Royaume-Uni : des atouts fiscaux indéniables pour les entreprises

Une conjoncture économique et un contexte fiscal difficiles pourraient inciter les entreprises européennes à faire davantage jouer la concurrence fiscale entre États Membres (liberté d’établissement oblige). Aux rangs des terres d’accueil, le Royaume-Uni dispose d’atouts indéniables. Nous détaillerons les plus marquants, qui peuvent convaincre les entreprises de franchir la Manche.

Des régimes incitatifs en matière d’innovation

Depuis quelques années, le Royaume Uni a montré sa volonté de favoriser la R&D par la mise en place de mesures fiscales de faveur dont le point d’orgue a été l’instauration en 2013 d’une «patent box».

Aux rangs de ces mesures figure tout d’abord la «super-déduction» des charges afférentes aux travaux de R&D. Les PME anglaises (moins de 500 salariés et 100M€ de CA maximum ou un total de bilan n’excédant pas 86M€) et les grandes entreprises peuvent ainsi déduire de leur résultat fiscal leurs dépenses de R&D (critères semblables à ceux retenus pour le CIR avec au surplus la nécessité d’un lien avec les activités actuelles ou futures de l’entreprise) respectivement à hauteur de 230% et 130% (aide plafonnée à 7,5M€ pour les PME). Depuis 2013, les entreprises anglaises peuvent, à titre alternatif, opter pour un crédit d’impôt actuellement égal à 11% des dépenses. La différence majeure entre ces deux mécanismes consiste en ce que le crédit d’impôt a un impact sur le résultat d’exploitation (à l’image du CICE en France). A compter de 2016, seul le crédit d’impôt perdurera.

La second est le régime optionnel qui permet par ailleurs aux entreprises de déduire 100% des montants investis pour acquérir certaines immobilisations en lien avec la R&D. Il s’agit principalement des installations et équipements permettant le développement de la R&D (à l’exception de certains actifs tels que terrains ou encore l’acquisition directe d’un brevet développé sans l’intervention de l’acquéreur).

La «patent box», entrée en vigueur en 2013, a également permis au Royaume Uni de se doter d’un outil propre à davantage inciter les entreprises à développer et exploiter sur le territoire anglais leurs actifs incorporels. Le Royaume Uni suit en cela, tardivement, nombre d’Etats Membres dont la France, pionnière en la matière. Ce mécanisme conduit en substance à imposer au taux de 10% un certain pourcentage des revenus nets (80% en 2015, 90% en 2016 et enfin 100% en 2017) provenant de l’exploitation des brevets. Les revenus éligibles sont constitués par les ventes de biens les éléments brevetés (ce qui est plus avantageux que le système français qui requiert un revenu identifié de redevance) mais également par les redevances perçues dans le cadre des concessions de brevets. Le bénéfice de ce régime est notamment subordonné au fait que l’entreprise soit en mesure de démontrer son implication forte dans le développement de l’invention brevetée. Ne sont cependant éligibles que les seuls brevets délivrés par des organismes visés par le texte, tels que l’«Intellectual property office» au Royaume Uni, par l’Office européen des brevets ou encore par certains pays européens à l’exclusion de la France notamment.
==========
Dans le texte sur la fiscalité au Royaume-Uni, à quel taux la « patent box » impose-t-elle la part éligible des revenus nets tirés des brevets, s'il vous plaît ?

> ENTRÉES DE DONNÉES
==========
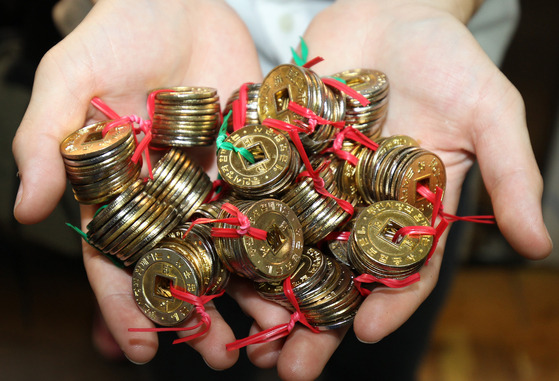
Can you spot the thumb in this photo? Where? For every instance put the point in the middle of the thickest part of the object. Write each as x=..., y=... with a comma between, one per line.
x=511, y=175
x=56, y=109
==========
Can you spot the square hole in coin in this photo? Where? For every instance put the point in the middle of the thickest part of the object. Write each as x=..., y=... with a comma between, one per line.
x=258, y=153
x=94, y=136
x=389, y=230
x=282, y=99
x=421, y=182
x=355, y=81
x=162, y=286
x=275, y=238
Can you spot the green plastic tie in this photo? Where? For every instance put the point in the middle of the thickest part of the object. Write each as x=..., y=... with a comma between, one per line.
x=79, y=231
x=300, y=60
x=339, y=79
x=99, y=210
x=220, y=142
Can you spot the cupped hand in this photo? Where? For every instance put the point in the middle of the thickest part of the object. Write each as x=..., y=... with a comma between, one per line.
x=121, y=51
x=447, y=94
==========
> TÂCHE ACCOMPLIE
Au taux de 10 %.